Start of Excerpted text

Boy’s Clown

This was written some months ago.  I just found the draft and decided to post it.  Boy will be nine years old on April 29.

Art is included in Boy’s curriculum.  He also signed up for an after-school art class held on each Wednesday during this school year.  He is eight years old.  He is in the third grade.  He loves art.  He has an appreciation for beautiful things that surpasses that of most adults I know.  The one place he wants to visit in New York City is the Metropolitan Museum of Art.  I promised to take him.

The children in his art class are lucky.  They have a very talented teacher, and they are able to experiment with all kinds of media.  I think I posted a drawing of his once before.  Maybe I even posted the lovely kiln-fired ceramic platter he made for me at Christmas.  It would have satisfied any potter.  I was thrilled and amazed.

Today, when I picked him up at after-school, I saw a really cute, typical, happy-faced clown drawing lying on a girl’s backpack in the hall.  I commented how cute it was, and we walked on out to the car.  I didn’t notice that he had a sheet of art paper in his hand with the image facing away from me.  When I asked to see it, he said, “I don’t like it”.  That was an odd thing for him to say.  I asked why when we got in the car.  He replied simply, “It’s ugly”.   I let it pass.

When we got home, he left the drawing in the car, and raced off down the street to see his friends.  He yelled back over his shoulder.  “You can keep it.”

When I looked at the drawing, I knew why he thought it was ugly.  I knew he had been the only one to draw a clown whose heart was not in the job.  All his clown needed was a single tear to finish his story or a thought bubble containing an obscenity.  I suspect some friend told him it was ugly.  Boy is a happy child who started to create forts and castles and water-colored messes when he was barely old enough to grasp the biggest Legos and the brushes with big knobs like vegetable brushes.  Once he painted Pops’ hands and Pops painted Boy’s face with finger paints.  Boy painted murals on the bathtub sides too when he took his baths.

End of Excerpted text

» Work to complete
From the post about Boy's clown drawing, list the things it says Boy started to create when he was barely old enough to grasp the biggest Legos. The material after this text has no part in this exercise.

Start of Data supplied

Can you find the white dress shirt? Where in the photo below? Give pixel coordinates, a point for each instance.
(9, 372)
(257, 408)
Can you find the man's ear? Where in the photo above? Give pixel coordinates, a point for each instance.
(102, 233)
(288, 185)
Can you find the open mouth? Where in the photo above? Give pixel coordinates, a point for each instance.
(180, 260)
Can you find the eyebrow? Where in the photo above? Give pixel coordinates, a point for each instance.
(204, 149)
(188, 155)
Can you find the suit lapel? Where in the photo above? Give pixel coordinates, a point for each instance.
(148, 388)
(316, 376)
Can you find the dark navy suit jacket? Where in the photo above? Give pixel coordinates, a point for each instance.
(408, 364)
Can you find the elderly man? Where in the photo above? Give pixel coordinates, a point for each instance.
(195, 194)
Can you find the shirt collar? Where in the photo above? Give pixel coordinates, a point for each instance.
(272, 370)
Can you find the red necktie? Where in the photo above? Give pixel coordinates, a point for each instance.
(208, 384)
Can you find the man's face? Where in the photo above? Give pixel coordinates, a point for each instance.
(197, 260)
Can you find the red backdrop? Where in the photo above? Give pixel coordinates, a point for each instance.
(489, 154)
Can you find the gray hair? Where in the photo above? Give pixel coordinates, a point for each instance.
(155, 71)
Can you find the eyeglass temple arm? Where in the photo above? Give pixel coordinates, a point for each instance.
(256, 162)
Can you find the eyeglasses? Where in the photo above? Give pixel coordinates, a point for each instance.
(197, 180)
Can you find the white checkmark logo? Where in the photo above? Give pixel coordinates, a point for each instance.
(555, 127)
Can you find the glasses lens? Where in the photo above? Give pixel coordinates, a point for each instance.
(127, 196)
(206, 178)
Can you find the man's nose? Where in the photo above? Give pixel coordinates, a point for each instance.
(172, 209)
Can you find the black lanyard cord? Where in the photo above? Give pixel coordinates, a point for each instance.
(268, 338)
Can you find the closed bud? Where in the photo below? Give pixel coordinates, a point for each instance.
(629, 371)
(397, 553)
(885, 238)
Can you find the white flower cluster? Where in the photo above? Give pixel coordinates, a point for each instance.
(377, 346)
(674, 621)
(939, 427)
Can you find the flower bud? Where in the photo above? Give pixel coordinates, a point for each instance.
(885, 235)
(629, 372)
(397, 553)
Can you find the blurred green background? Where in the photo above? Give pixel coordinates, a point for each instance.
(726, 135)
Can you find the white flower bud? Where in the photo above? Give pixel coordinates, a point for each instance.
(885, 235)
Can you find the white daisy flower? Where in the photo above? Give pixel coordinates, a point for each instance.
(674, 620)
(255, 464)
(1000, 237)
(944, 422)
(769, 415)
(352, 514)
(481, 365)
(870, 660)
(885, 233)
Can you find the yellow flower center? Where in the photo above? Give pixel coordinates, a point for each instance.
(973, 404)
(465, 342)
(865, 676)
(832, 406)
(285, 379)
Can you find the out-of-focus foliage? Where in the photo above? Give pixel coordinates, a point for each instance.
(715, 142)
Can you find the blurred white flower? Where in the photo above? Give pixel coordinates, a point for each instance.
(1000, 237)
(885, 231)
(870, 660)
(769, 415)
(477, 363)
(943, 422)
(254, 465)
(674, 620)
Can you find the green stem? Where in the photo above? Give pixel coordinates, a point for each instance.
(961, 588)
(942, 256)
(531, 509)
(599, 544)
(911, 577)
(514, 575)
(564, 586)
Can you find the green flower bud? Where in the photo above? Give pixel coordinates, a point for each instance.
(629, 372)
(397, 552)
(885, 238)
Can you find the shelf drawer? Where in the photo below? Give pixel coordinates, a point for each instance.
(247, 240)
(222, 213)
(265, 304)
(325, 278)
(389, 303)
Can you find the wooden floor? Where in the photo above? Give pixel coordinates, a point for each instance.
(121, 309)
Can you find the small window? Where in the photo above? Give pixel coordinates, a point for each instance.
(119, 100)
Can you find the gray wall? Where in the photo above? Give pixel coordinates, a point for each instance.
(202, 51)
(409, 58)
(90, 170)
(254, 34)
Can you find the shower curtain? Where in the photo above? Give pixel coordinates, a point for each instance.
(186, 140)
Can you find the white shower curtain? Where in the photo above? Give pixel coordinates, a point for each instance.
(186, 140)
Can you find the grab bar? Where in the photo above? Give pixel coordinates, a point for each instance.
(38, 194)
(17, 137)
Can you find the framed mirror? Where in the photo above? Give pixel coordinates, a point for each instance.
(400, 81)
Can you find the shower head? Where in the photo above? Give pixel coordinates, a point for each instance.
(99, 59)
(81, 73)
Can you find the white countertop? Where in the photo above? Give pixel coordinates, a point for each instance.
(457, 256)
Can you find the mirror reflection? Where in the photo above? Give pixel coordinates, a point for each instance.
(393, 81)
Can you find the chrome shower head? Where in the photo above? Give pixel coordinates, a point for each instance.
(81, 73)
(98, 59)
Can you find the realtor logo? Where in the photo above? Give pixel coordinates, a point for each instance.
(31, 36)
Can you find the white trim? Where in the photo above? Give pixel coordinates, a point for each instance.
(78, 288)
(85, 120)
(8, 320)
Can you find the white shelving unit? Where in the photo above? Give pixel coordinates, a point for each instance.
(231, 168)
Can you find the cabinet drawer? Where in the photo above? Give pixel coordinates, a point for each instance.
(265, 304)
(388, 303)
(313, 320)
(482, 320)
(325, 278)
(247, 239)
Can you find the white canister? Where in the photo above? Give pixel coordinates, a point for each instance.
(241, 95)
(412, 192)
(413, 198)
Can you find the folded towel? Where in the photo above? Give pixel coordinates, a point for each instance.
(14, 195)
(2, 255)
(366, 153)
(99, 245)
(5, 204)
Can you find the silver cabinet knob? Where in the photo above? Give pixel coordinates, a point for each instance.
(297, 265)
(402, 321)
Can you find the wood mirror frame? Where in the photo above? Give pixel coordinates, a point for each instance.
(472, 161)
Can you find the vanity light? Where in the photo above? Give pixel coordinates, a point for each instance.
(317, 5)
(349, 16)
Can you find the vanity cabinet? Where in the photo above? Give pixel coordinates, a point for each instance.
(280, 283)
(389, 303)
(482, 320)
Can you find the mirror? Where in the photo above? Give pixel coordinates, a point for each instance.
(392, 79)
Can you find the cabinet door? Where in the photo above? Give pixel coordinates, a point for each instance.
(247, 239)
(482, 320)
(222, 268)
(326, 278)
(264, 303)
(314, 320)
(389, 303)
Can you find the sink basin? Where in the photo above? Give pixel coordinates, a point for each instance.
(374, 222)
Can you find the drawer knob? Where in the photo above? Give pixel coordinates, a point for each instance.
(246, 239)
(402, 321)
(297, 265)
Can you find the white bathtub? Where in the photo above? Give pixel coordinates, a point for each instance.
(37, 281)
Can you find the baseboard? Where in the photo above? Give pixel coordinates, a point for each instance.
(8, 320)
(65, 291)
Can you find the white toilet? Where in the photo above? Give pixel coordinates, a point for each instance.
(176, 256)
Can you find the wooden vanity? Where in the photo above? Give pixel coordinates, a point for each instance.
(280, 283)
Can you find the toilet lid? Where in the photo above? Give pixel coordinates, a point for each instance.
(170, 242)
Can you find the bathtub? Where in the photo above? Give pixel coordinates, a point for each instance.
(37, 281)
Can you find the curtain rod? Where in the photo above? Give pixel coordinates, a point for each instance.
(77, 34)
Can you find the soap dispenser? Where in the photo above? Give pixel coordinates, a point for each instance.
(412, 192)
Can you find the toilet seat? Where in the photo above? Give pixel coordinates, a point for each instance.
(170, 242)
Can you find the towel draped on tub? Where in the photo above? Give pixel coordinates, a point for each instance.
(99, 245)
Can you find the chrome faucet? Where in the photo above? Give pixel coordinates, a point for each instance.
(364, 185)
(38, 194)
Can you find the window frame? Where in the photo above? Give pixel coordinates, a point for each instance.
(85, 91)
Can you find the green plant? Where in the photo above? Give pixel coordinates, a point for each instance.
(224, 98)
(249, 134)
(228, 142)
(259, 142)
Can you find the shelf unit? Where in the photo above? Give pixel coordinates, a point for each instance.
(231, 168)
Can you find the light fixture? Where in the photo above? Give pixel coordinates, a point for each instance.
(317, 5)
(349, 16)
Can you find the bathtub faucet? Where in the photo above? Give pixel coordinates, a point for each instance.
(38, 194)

End of Data supplied

» Reply
- Forts
- Castles
- Water-colored messes